Data extracted from a collection
== Segment start ==

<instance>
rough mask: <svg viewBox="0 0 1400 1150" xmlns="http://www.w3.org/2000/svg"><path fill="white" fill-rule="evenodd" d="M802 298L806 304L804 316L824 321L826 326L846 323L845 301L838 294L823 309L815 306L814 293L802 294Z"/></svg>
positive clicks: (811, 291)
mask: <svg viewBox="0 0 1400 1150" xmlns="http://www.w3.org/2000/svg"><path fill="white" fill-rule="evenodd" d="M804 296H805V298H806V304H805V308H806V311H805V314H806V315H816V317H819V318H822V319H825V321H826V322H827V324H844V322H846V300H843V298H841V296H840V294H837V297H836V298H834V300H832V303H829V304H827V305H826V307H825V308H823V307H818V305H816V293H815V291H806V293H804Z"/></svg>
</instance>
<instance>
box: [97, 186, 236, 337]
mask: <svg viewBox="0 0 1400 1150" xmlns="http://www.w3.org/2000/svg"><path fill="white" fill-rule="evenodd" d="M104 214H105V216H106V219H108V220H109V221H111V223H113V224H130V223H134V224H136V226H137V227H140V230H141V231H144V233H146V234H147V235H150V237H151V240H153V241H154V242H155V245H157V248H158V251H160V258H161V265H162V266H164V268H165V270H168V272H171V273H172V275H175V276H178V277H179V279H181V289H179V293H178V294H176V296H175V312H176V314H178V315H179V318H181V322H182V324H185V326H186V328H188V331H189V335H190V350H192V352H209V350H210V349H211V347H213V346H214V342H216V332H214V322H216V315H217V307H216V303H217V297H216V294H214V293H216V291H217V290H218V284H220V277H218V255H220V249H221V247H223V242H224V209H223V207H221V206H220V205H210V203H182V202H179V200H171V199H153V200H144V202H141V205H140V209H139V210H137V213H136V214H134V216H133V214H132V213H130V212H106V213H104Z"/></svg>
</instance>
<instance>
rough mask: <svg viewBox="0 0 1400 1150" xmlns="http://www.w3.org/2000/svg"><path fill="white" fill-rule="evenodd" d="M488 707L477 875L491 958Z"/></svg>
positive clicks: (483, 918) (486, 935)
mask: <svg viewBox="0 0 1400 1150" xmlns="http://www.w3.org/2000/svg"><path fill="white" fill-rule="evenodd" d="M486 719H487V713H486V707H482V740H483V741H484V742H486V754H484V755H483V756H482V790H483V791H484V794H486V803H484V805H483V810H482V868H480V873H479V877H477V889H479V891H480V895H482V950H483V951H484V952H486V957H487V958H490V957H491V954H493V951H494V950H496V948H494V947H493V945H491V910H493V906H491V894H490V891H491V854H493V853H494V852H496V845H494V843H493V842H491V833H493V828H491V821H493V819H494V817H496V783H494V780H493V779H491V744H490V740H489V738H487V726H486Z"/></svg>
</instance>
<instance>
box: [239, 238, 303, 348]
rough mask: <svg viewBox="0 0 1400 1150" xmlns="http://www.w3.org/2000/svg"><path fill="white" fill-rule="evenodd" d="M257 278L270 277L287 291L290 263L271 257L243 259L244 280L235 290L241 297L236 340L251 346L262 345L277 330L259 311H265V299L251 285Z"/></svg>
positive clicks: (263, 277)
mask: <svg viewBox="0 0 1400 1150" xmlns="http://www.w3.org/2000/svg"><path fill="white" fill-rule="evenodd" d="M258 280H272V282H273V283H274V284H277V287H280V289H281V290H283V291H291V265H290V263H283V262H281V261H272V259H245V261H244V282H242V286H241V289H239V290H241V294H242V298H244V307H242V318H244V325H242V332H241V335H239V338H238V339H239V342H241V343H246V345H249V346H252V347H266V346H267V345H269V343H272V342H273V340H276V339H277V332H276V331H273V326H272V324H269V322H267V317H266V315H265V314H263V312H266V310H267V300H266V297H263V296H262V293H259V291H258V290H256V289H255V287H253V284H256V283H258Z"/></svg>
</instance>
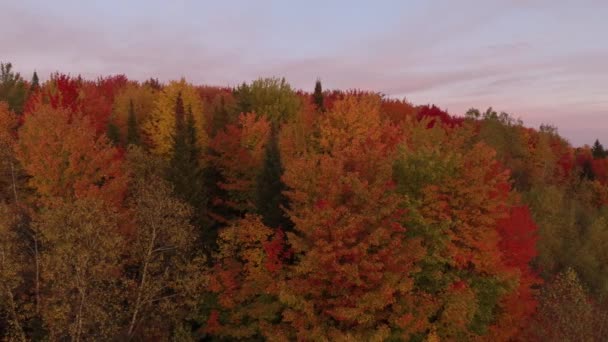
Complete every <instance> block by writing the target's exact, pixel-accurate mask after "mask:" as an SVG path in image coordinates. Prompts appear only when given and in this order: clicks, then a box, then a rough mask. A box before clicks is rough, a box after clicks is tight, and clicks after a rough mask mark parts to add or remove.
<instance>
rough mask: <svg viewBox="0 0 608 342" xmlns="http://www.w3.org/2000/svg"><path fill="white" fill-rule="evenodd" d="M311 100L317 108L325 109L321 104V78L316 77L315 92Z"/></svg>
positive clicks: (324, 106) (322, 102) (321, 98)
mask: <svg viewBox="0 0 608 342" xmlns="http://www.w3.org/2000/svg"><path fill="white" fill-rule="evenodd" d="M312 98H313V101H314V103H315V105H316V106H317V109H318V110H319V111H321V112H324V111H325V106H324V104H323V87H322V86H321V80H319V79H317V82H316V83H315V92H314V94H313V95H312Z"/></svg>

== Segment end ==

Say how many lines above include "rough", please, and nothing else.

5